begin Data shown
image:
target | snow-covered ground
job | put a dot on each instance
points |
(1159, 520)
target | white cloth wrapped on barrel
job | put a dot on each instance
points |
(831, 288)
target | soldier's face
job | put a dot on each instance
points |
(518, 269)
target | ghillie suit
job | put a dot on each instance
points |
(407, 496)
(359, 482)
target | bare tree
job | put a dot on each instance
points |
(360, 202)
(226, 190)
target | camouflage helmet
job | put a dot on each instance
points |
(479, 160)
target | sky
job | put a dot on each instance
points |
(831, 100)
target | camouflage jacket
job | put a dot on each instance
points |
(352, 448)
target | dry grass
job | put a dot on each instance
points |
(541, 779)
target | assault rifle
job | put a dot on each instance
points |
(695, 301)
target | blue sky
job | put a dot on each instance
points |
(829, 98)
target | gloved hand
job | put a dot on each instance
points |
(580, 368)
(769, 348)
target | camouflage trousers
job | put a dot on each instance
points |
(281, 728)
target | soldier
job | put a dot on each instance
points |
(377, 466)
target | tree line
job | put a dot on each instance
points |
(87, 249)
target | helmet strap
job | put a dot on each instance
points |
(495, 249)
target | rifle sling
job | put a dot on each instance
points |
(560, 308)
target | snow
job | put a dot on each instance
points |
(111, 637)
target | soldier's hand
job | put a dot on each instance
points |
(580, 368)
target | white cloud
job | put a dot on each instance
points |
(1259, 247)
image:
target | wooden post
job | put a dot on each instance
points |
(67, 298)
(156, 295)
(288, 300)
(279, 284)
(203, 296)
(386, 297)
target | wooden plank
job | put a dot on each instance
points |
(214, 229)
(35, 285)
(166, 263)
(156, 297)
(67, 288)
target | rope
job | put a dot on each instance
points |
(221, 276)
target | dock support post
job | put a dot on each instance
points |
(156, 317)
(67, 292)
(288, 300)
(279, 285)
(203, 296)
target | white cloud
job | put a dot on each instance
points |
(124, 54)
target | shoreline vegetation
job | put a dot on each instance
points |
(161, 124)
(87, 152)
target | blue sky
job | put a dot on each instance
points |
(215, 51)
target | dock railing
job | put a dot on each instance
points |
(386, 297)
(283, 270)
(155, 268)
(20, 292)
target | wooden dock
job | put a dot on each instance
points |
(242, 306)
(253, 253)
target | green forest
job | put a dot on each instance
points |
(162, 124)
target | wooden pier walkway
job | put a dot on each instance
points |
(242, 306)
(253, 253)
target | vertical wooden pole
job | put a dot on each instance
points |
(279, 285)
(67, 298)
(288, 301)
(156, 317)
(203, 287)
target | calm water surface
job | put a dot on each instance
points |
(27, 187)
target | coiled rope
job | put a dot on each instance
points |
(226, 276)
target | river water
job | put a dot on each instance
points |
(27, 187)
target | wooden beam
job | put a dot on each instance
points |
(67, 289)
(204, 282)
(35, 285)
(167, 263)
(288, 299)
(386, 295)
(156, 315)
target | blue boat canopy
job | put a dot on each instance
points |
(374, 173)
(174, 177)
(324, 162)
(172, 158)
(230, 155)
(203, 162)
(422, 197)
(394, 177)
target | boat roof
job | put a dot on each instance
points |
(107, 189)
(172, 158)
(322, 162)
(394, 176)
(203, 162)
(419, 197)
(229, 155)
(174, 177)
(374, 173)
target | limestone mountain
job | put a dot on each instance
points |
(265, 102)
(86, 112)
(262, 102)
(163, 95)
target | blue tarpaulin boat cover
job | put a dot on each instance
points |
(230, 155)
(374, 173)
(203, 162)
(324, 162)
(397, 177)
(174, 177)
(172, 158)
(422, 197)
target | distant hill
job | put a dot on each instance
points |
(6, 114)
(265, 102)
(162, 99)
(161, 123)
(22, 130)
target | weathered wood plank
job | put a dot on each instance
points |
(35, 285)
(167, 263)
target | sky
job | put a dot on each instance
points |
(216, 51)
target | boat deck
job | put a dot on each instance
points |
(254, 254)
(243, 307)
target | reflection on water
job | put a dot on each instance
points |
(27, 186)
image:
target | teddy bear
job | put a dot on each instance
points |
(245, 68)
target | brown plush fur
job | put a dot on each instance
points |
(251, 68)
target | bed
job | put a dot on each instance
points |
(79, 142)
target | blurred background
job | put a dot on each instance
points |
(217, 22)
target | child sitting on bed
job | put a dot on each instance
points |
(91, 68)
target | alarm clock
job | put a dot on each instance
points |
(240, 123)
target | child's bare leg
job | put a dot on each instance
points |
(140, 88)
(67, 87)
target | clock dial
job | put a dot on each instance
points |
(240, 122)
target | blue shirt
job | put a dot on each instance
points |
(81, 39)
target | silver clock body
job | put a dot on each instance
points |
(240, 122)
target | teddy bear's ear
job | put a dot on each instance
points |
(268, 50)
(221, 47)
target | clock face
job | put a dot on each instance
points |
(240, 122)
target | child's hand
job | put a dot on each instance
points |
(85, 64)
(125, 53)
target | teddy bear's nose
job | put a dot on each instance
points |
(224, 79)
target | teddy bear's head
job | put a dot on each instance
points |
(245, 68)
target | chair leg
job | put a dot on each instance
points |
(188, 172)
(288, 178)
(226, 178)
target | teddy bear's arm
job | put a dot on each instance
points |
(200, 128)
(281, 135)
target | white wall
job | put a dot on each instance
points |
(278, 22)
end Data shown
begin Data shown
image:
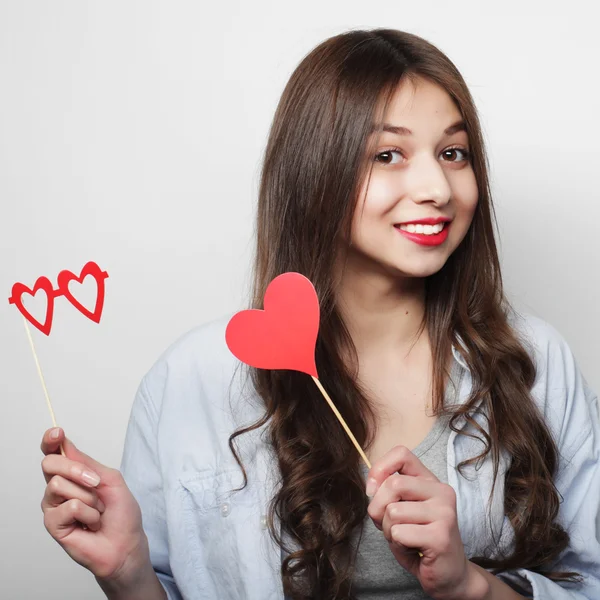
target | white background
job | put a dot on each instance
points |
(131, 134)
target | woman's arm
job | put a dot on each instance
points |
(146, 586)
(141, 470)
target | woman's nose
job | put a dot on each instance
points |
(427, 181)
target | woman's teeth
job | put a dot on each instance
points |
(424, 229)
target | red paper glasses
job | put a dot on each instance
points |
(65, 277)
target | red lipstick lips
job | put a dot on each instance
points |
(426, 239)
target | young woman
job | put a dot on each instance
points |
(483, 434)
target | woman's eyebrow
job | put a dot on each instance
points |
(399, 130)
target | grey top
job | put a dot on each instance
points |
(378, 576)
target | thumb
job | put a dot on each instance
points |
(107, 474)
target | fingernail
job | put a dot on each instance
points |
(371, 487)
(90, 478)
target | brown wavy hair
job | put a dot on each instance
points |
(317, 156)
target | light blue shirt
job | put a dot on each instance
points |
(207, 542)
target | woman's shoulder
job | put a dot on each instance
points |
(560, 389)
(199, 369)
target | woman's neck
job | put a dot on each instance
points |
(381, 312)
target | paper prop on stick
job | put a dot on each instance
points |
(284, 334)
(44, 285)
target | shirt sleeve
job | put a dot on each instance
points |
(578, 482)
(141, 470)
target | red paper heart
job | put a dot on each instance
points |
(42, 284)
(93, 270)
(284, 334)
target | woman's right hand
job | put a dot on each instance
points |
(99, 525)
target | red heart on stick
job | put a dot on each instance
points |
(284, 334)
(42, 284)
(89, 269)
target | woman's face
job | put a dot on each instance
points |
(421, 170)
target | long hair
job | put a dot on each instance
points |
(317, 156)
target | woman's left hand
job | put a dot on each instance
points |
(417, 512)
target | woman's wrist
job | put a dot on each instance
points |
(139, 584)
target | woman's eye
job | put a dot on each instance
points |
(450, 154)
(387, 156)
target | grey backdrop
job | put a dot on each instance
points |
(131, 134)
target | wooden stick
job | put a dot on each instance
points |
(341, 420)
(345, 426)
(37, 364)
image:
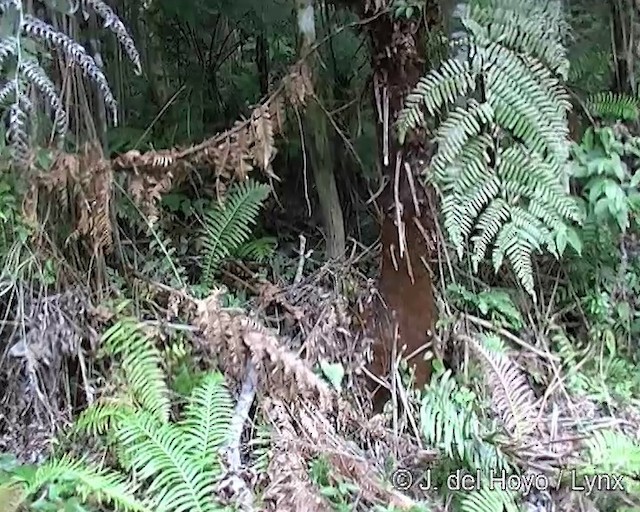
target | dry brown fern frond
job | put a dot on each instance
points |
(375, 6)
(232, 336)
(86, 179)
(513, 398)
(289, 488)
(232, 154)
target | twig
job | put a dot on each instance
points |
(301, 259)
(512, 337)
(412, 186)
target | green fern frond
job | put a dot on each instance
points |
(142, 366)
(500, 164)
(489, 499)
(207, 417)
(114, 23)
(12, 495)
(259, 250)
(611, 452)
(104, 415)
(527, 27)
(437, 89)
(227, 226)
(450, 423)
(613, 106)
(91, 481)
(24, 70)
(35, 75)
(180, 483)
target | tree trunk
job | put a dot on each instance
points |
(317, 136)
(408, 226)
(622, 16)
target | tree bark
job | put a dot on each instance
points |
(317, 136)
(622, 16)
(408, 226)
end Data shown
begin Data shown
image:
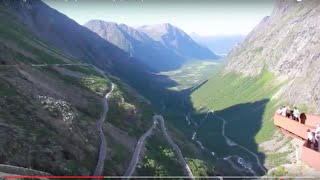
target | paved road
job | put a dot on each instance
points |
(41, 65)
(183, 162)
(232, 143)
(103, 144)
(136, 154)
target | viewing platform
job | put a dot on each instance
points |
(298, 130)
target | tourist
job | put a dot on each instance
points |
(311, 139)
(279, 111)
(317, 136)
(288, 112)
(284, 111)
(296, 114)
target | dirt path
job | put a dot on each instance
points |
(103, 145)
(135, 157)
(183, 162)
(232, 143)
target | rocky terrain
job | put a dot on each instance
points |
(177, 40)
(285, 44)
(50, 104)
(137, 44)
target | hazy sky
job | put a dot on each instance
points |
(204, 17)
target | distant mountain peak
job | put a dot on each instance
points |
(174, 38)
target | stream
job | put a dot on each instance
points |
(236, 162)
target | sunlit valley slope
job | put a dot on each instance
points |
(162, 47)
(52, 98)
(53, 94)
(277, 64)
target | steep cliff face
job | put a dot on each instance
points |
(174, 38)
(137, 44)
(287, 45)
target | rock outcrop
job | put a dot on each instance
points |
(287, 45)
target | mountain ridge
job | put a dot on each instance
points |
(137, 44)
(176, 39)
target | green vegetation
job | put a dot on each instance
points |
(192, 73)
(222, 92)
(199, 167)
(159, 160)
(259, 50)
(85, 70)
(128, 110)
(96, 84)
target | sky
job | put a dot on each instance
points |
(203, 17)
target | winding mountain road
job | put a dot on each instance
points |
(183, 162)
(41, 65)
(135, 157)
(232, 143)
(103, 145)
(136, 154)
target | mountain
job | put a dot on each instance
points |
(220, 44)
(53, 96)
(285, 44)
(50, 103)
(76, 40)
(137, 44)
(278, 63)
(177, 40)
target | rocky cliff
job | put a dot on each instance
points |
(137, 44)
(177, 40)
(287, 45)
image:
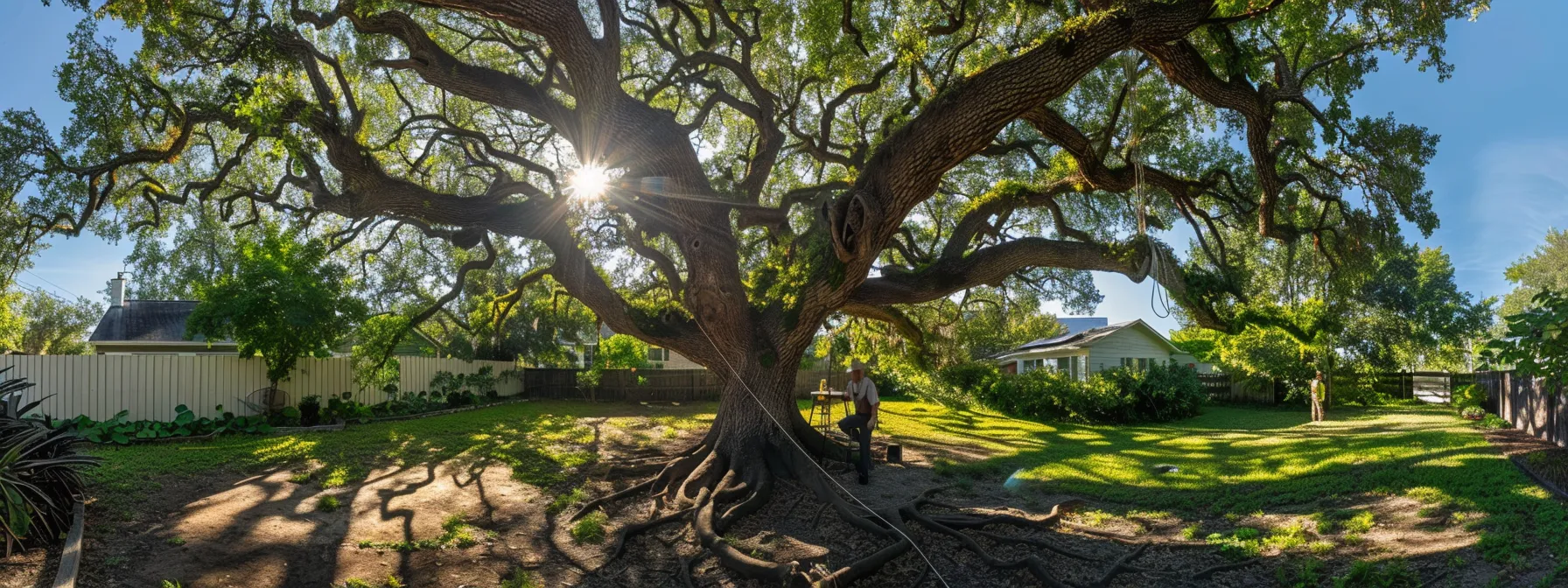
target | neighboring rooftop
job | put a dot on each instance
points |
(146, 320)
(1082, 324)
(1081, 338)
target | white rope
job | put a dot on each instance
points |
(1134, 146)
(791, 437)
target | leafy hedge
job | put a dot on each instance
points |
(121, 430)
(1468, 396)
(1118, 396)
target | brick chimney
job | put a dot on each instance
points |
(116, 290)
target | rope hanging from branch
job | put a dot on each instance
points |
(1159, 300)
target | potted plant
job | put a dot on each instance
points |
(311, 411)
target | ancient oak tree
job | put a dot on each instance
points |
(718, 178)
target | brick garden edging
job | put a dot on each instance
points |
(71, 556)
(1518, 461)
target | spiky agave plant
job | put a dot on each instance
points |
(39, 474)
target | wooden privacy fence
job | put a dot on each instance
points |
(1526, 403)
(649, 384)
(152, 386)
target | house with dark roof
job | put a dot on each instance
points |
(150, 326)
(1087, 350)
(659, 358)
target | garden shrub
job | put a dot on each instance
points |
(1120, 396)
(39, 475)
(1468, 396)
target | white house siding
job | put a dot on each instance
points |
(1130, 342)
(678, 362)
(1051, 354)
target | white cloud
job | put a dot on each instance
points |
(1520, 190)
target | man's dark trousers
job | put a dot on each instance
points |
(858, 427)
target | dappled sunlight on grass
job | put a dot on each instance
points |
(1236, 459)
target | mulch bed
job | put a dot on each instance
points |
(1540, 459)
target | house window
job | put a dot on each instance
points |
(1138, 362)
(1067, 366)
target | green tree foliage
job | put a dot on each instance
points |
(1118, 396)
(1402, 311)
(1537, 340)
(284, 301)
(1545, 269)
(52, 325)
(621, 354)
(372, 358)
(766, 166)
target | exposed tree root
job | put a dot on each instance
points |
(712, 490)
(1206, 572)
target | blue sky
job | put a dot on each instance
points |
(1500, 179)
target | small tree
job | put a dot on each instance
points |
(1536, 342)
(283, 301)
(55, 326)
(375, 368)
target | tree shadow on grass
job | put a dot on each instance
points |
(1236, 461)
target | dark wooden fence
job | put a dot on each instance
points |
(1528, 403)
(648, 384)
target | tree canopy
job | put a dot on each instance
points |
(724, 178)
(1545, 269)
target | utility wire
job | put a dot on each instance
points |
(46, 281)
end Data shown
The request:
Return every line from the records above that contains the word "white", matching case exactly.

Written response:
target | white cloth wrapped on barrel
target | white cloud
target | white cloud
target | white wall
target | white background
target | white rope
target | white house siding
target | white cloud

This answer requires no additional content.